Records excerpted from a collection
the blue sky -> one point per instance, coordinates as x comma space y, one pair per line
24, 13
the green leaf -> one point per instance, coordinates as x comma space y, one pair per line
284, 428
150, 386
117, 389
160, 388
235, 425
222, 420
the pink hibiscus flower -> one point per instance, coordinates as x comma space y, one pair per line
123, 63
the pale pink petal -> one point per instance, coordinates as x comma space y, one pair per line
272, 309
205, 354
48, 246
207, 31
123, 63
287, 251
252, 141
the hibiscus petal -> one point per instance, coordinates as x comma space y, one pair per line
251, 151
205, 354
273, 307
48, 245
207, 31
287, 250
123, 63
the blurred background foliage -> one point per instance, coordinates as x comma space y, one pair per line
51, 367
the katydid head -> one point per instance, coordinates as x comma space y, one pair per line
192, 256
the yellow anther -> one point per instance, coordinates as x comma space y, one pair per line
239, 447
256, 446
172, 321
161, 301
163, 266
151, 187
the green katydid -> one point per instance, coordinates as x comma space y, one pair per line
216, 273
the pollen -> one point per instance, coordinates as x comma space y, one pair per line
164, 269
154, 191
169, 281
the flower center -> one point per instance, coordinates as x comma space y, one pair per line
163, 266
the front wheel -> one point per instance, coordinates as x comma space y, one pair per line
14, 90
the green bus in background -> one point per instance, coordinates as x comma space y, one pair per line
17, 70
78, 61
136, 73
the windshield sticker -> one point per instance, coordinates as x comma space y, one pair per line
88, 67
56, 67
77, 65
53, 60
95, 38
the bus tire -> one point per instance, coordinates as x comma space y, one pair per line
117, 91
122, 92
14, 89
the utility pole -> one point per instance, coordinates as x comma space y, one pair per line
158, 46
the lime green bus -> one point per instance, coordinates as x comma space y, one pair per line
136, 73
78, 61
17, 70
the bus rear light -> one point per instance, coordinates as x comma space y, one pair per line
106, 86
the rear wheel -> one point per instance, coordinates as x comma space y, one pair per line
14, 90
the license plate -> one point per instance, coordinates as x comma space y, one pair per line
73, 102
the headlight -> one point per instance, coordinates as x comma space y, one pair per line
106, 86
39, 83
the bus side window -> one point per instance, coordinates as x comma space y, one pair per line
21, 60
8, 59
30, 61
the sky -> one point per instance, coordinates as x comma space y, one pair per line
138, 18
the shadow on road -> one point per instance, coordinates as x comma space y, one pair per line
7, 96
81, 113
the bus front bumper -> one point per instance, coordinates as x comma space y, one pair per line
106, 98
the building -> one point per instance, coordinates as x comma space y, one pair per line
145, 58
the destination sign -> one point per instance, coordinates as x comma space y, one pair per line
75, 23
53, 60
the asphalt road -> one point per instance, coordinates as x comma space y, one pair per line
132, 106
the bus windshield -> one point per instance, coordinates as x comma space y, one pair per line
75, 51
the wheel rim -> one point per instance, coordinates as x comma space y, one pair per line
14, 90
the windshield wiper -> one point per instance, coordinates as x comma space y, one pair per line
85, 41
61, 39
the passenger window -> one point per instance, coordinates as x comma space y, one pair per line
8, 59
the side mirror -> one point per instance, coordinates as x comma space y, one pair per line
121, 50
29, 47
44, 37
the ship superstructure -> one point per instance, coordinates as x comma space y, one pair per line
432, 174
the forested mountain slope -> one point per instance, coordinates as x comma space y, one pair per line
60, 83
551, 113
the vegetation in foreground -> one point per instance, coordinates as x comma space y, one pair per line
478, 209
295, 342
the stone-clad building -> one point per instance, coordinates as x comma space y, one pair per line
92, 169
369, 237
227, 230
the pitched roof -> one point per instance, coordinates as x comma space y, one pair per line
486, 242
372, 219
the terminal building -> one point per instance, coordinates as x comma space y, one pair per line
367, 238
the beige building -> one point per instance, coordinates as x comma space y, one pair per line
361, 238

### [To do]
Could you repeat every record above exactly as it appears?

### [Expected answer]
the blue sky -> one point per instance, coordinates as x comma space y, one pair per line
24, 13
the green leaf -> one point per instance, coordinates as x comma space y, one pair per line
284, 428
150, 386
117, 389
160, 388
235, 425
222, 420
the pink hibiscus flower -> one point per instance, coordinates as x comma space y, one pair per line
123, 63
the pale pink petal -> one point per instance, coordinates as x comma space y, one pair per line
272, 309
205, 354
48, 246
207, 31
123, 63
287, 251
252, 141
the hibiscus petal -> one point per instance, coordinates as x comma space y, one pair per line
251, 151
205, 354
273, 307
48, 245
207, 31
287, 250
123, 63
the blurred background foliage -> one point per instance, coordinates as x comma space y, one pair per line
51, 367
the katydid head -> one point per instance, coordinates as x comma space y, one pair per line
192, 256
the yellow anther -> one point per instance, coordinates as x comma space y, one pair per line
239, 447
256, 446
172, 321
161, 301
163, 266
151, 187
the green katydid -> one point per instance, coordinates as x comma space y, one pair per line
216, 273
the pollen -> one point per instance, coordinates as x comma space y, one pair per line
164, 269
154, 191
169, 281
the flower center -> one point per instance, coordinates as x comma space y, one pair per line
163, 266
the front wheel -> one point per instance, coordinates as x comma space y, one pair per line
14, 90
the green bus in background -> one point per instance, coordinates as x comma space y, one pair per line
17, 70
78, 61
136, 73
the windshield sticker -> one point per instance, coordinates as x comma space y, one pair per line
88, 67
56, 67
77, 65
53, 60
95, 38
the bus tire -> one point per instance, coordinates as x comma space y, one pair per line
117, 91
122, 92
14, 89
the utility pole -> one point per instance, coordinates as x comma space y, one pair per line
158, 46
the lime green bus -> one point per instance, coordinates as x comma space y, one pair per line
136, 73
78, 61
17, 70
the bus rear light -> one point per instance, coordinates as x comma space y, one pair per line
106, 86
the rear wheel -> one point per instance, coordinates as x comma space y, one pair per line
14, 90
the license plate -> one point per instance, coordinates as x comma space y, one pair per line
73, 102
the headlight -> one point per instance, coordinates as x comma space y, one pair per line
106, 86
39, 83
the bus side window -> one point per instance, coordinates as x comma space y, one pair per line
21, 60
8, 59
30, 61
the sky -> one point per instance, coordinates as x comma space y, one pair per line
138, 18
the shadow on road -> one point per instance, coordinates as x comma space y, one pair per line
7, 96
81, 113
the bus front bumper -> one point per instance, coordinates as x comma space y, one pair per line
106, 98
the building -> one point per instance, coordinates as x comma space y, one pair per line
145, 58
the destination sign -> one point per instance, coordinates as x comma space y, one pair per line
75, 23
53, 60
the asphalt road -> one point per instance, coordinates as x comma space y, one pair per line
132, 106
the bus windshield -> one point per instance, coordinates as x comma space y, one pair per line
75, 51
the wheel rim -> one point per instance, coordinates as x comma space y, one pair per line
14, 90
the windshield wiper -> one point per instance, coordinates as x comma space y, one pair per line
85, 41
61, 39
the passenger window -> one point per instance, coordinates as x comma space y, one pair per line
8, 59
the side mirror -> one point per instance, coordinates as x comma space y, one pair per line
121, 50
29, 47
44, 37
the ship superstructure -> one point per instance, coordinates as x comma space y, one pair per line
432, 174
the forested mountain slope -> one point per instance, coordinates as x comma space y, one pair per line
60, 83
551, 113
the vegetation in foreground -> one point per instance, coordinates as x comma space y, one pair per line
478, 209
295, 342
the stone-clad building -> one point per instance, coordinates as x comma space y, one pair per line
92, 169
369, 237
227, 230
the pitched roof -> one point per instance, coordinates as x comma space y, one pair per line
486, 242
372, 219
the terminal building -> one point per instance, coordinates as x comma space y, one pair per line
367, 238
the beige building -> one point per instance, coordinates as x comma space y, one pair per line
361, 238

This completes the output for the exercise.